Rewrite all the entries below as one numbered list with one line per item, dropping any blank lines and leaving the pictures out of your answer.

::: Material for this task :::

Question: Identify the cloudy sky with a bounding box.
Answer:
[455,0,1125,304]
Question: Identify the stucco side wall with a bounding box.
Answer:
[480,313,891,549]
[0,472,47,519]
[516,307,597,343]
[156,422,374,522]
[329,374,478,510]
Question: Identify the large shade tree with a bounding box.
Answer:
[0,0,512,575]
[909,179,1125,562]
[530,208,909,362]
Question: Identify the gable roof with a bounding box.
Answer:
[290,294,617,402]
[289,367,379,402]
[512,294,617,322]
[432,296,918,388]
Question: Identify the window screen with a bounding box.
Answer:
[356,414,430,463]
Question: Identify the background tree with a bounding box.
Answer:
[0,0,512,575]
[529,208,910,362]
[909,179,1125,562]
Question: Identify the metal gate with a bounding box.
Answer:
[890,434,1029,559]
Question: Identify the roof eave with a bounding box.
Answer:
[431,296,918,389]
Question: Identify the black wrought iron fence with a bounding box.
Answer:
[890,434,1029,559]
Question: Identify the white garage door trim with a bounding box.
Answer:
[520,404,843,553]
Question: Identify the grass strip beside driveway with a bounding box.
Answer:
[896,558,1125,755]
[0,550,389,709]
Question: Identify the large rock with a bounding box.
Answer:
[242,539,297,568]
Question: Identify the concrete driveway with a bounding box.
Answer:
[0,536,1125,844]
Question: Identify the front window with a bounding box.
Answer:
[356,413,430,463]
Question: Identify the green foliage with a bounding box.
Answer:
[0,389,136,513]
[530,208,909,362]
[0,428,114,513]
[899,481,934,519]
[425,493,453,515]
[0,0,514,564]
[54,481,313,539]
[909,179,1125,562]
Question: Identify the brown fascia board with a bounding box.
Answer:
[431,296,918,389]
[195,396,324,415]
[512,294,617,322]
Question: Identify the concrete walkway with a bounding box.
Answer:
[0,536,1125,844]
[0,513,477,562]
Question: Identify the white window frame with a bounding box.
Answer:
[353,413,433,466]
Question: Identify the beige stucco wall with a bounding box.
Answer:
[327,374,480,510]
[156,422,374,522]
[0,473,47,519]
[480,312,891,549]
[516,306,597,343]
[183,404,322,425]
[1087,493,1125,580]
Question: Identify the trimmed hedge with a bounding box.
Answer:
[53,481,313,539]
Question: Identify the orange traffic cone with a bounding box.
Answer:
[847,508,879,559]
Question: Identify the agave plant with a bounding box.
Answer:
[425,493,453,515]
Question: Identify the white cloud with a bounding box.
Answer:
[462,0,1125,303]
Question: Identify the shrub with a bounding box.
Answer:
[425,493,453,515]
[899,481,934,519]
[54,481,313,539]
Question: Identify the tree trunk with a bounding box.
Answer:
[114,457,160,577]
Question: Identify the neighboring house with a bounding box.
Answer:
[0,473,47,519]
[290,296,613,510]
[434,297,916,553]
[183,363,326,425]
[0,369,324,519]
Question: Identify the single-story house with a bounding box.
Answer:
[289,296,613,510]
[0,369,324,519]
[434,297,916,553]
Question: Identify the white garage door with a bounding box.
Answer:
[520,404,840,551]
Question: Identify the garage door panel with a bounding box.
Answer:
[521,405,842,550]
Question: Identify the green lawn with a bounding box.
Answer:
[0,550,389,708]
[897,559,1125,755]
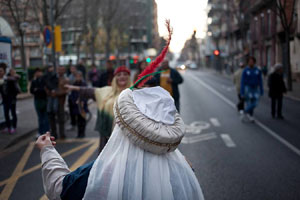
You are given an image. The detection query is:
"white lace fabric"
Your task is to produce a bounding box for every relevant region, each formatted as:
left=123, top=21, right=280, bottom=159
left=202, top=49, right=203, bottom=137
left=84, top=125, right=204, bottom=200
left=84, top=89, right=204, bottom=200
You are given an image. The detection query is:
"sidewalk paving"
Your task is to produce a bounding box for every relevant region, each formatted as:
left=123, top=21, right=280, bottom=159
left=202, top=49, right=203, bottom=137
left=210, top=69, right=300, bottom=101
left=0, top=94, right=38, bottom=153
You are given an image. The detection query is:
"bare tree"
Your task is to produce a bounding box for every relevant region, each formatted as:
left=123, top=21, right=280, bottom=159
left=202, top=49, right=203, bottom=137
left=0, top=0, right=30, bottom=70
left=273, top=0, right=296, bottom=91
left=85, top=0, right=102, bottom=64
left=100, top=0, right=122, bottom=59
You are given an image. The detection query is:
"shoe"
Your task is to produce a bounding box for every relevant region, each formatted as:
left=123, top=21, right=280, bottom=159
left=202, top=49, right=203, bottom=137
left=277, top=115, right=284, bottom=119
left=66, top=125, right=75, bottom=131
left=247, top=114, right=254, bottom=123
left=2, top=128, right=9, bottom=133
left=9, top=128, right=16, bottom=134
left=240, top=113, right=247, bottom=122
left=35, top=133, right=41, bottom=139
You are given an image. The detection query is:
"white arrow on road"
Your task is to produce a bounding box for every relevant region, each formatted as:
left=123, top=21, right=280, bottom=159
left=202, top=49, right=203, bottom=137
left=181, top=133, right=217, bottom=144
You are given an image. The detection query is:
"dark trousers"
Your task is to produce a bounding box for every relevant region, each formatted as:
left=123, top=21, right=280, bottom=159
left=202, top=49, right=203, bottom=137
left=3, top=102, right=18, bottom=128
left=35, top=102, right=49, bottom=134
left=236, top=94, right=245, bottom=111
left=68, top=101, right=77, bottom=126
left=175, top=100, right=180, bottom=113
left=74, top=114, right=86, bottom=138
left=99, top=135, right=109, bottom=154
left=48, top=104, right=65, bottom=138
left=271, top=97, right=282, bottom=117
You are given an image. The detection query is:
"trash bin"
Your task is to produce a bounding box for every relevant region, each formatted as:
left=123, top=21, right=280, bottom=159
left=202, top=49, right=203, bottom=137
left=16, top=69, right=27, bottom=92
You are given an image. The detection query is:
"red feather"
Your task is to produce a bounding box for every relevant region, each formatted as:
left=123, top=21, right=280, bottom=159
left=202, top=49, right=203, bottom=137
left=135, top=20, right=173, bottom=87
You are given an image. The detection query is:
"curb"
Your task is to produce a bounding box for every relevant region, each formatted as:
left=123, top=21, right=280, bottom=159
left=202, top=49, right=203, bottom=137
left=207, top=70, right=300, bottom=102
left=17, top=93, right=33, bottom=100
left=0, top=128, right=38, bottom=153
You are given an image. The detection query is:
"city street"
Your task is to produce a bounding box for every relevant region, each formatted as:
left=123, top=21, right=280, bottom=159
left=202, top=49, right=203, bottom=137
left=0, top=70, right=300, bottom=200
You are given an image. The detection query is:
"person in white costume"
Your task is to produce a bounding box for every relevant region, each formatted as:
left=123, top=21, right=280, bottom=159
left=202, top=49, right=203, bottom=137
left=36, top=19, right=204, bottom=200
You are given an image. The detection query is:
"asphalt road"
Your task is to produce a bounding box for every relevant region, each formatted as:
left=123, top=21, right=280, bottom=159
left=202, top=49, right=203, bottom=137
left=180, top=71, right=300, bottom=200
left=0, top=71, right=300, bottom=200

:::

◆ **Reply to the task**:
1. Question: Identify the cloudy sky with a bounding box.
2. Answer:
3. [455,0,1125,304]
4. Question: Identify the stucco side wall with a bounding box.
5. Answer:
6. [480,313,891,549]
7. [0,472,47,519]
8. [516,307,597,343]
9. [156,422,374,522]
10. [329,374,478,510]
11. Question: Identify the large shade tree with a bounding box.
12. Answer:
13. [0,0,512,575]
14. [909,179,1125,562]
15. [530,208,909,362]
16. Question: Identify the gable roof with a bounding box.
17. Answer:
18. [290,294,617,402]
19. [289,367,379,402]
20. [512,294,617,322]
21. [432,296,918,388]
22. Question: Identify the window screen with a bounding box.
23. Answer:
24. [356,414,430,463]
25. Question: Identify the background tree with a bounding box.
26. Answer:
27. [0,0,512,575]
28. [529,208,910,362]
29. [909,179,1125,562]
30. Question: Identify the metal gate with a bounding box.
31. Answer:
32. [890,434,1029,559]
33. Question: Identify the roof eave with a bounding box.
34. Answer:
35. [431,296,918,389]
36. Question: Identify the black wrought iron fence with a bounding box.
37. Answer:
38. [890,434,1029,559]
39. Question: Identify the white garage door trim with a bounding box.
40. Answer:
41. [520,404,843,553]
42. Question: Identify the grass strip beside driveway with a bounding box.
43. Answer:
44. [896,558,1125,755]
45. [0,550,389,709]
46. Question: Identify the large rock with a bounding box.
47. Answer:
48. [242,539,297,568]
49. Question: Identify the concrete driveway with a bounding box.
50. Answer:
51. [0,536,1125,844]
52. Question: Identify the front window with a bounding box.
53. Answer:
54. [356,413,430,463]
55. Question: Identify the green foliage with a bounding box.
56. Answer:
57. [0,389,136,513]
58. [530,208,909,362]
59. [0,428,114,513]
60. [899,481,934,519]
61. [425,493,453,515]
62. [0,0,514,564]
63. [54,481,313,539]
64. [909,179,1125,562]
65. Question: Identify the brown fascia board with a bounding box.
66. Answer:
67. [431,296,918,389]
68. [195,396,324,415]
69. [512,294,617,322]
70. Question: Identify the concrete walkway with a bounding box.
71. Answer:
72. [0,536,1125,844]
73. [0,513,477,562]
74. Question: Identify the white window frame with a bounding box.
75. Answer:
76. [353,413,433,466]
77. Question: Identify the beige stucco wall with a bounding box.
78. Answer:
79. [327,374,480,510]
80. [156,422,374,522]
81. [0,473,47,519]
82. [480,312,891,549]
83. [516,306,597,343]
84. [183,404,322,425]
85. [1087,493,1125,580]
86. Question: Identify the trimmed hedge with a bounding box.
87. Answer:
88. [53,481,313,539]
89. Question: Identify the orange traffic cone with a bounding box.
90. Answer:
91. [847,508,879,559]
92. Question: Identify the agave plant with a bounding box.
93. Answer:
94. [425,493,453,515]
95. Question: Identify the white cloud with a bounding box.
96. Answer:
97. [462,0,1125,303]
98. Question: Identify the shrub with a bounding box.
99. Answer:
100. [425,493,453,515]
101. [899,481,934,519]
102. [54,481,313,539]
103. Question: Identify the tree trunk with a bounding box.
104. Answer:
105. [114,457,160,577]
106. Question: Identify the neighboring house with a bounding box.
107. Answer:
108. [0,473,47,519]
109. [290,296,613,510]
110. [434,297,916,553]
111. [183,363,326,425]
112. [0,369,324,519]
113. Question: Identify the single-story house with a bounding box.
114. Answer:
115. [289,296,613,510]
116. [0,369,324,519]
117. [434,297,916,553]
118. Question: Identify the white garage door with a bounding box.
119. Answer:
120. [520,404,840,551]
121. Question: Identify the garage door panel with a bounding box.
122. Answer:
123. [521,405,842,550]
124. Question: Identify the green lawn with a bounding box.
125. Answer:
126. [0,550,389,708]
127. [897,559,1125,755]
128. You are given an image. The detection query is:
129. "white lace fabric"
130. Your task is to produce a bounding box for every relevant region, each formatted as:
131. left=123, top=21, right=280, bottom=159
132. left=202, top=49, right=203, bottom=137
133. left=84, top=125, right=204, bottom=200
134. left=84, top=89, right=204, bottom=200
135. You are given an image. The detection query is:
136. "sidewalk paving"
137. Your task is to produce a bounding box for every relevant region, each formatted as:
138. left=123, top=21, right=280, bottom=159
139. left=202, top=49, right=203, bottom=137
140. left=210, top=69, right=300, bottom=101
141. left=0, top=94, right=38, bottom=153
142. You are given an image. The detection query is:
143. "bare tree"
144. Your task is to produce a bounding box for every relevant region, each formatted as:
145. left=123, top=21, right=280, bottom=159
146. left=202, top=49, right=203, bottom=137
147. left=0, top=0, right=30, bottom=70
148. left=273, top=0, right=296, bottom=91
149. left=85, top=0, right=102, bottom=64
150. left=100, top=0, right=122, bottom=59
151. You are given an image. The detection query is:
152. "shoe"
153. Your task is to produce a bounding box for every relevant region, each formatted as:
154. left=123, top=21, right=280, bottom=159
155. left=202, top=49, right=203, bottom=137
156. left=277, top=115, right=284, bottom=119
157. left=66, top=125, right=75, bottom=131
158. left=247, top=114, right=254, bottom=123
159. left=2, top=128, right=9, bottom=133
160. left=9, top=128, right=16, bottom=134
161. left=240, top=113, right=247, bottom=122
162. left=35, top=133, right=41, bottom=139
163. You are given an image. The detection query is:
164. "white arrow on road"
165. Your task is to produce a bounding box for every relevant region, each formatted as:
166. left=123, top=21, right=280, bottom=159
167. left=202, top=49, right=203, bottom=137
168. left=181, top=133, right=217, bottom=144
169. You are given an image. The detection query is:
170. "dark trousers"
171. Your task is to produce a bounding box for every relevant region, each formatted as:
172. left=123, top=21, right=280, bottom=159
173. left=202, top=49, right=203, bottom=137
174. left=3, top=102, right=18, bottom=128
175. left=35, top=102, right=49, bottom=134
176. left=236, top=94, right=245, bottom=111
177. left=68, top=101, right=77, bottom=126
178. left=175, top=100, right=180, bottom=113
179. left=74, top=114, right=86, bottom=138
180. left=99, top=135, right=109, bottom=154
181. left=48, top=104, right=65, bottom=138
182. left=271, top=97, right=282, bottom=117
183. You are given an image. The detection query is:
184. "trash bin"
185. Your task is to produce a bounding box for every relevant region, each formatted as:
186. left=123, top=21, right=280, bottom=159
187. left=202, top=49, right=203, bottom=137
188. left=16, top=69, right=27, bottom=92
189. You are given an image. The detection query is:
190. "red feather"
191. Your task is to produce a bounding box for every relevant region, each formatted as:
192. left=123, top=21, right=280, bottom=159
193. left=202, top=49, right=203, bottom=137
194. left=135, top=20, right=173, bottom=87
195. You are given an image. The detection query is:
196. "curb"
197. Your task is to produce a bounding box for every relevant region, each formatted as:
198. left=123, top=21, right=280, bottom=159
199. left=202, top=49, right=203, bottom=137
200. left=207, top=70, right=300, bottom=102
201. left=17, top=93, right=33, bottom=100
202. left=0, top=128, right=38, bottom=153
203. You are given an image. The detection query is:
204. "city street"
205. Your task is to produce a bounding box for every relevant region, each formatted as:
206. left=123, top=21, right=280, bottom=159
207. left=202, top=49, right=203, bottom=137
208. left=0, top=70, right=300, bottom=200
209. You are given an image. The detection query is:
210. "person in white costume"
211. Your task is to produce a bounding box for every relevant region, each formatted as:
212. left=123, top=21, right=280, bottom=159
213. left=202, top=49, right=203, bottom=137
214. left=36, top=19, right=204, bottom=200
215. You are given an image. The detection query is:
216. "asphalt road"
217. Your task is to produce a bounding box for every relevant region, each formatted as:
218. left=123, top=21, right=280, bottom=159
219. left=202, top=49, right=203, bottom=137
220. left=180, top=71, right=300, bottom=200
221. left=0, top=71, right=300, bottom=200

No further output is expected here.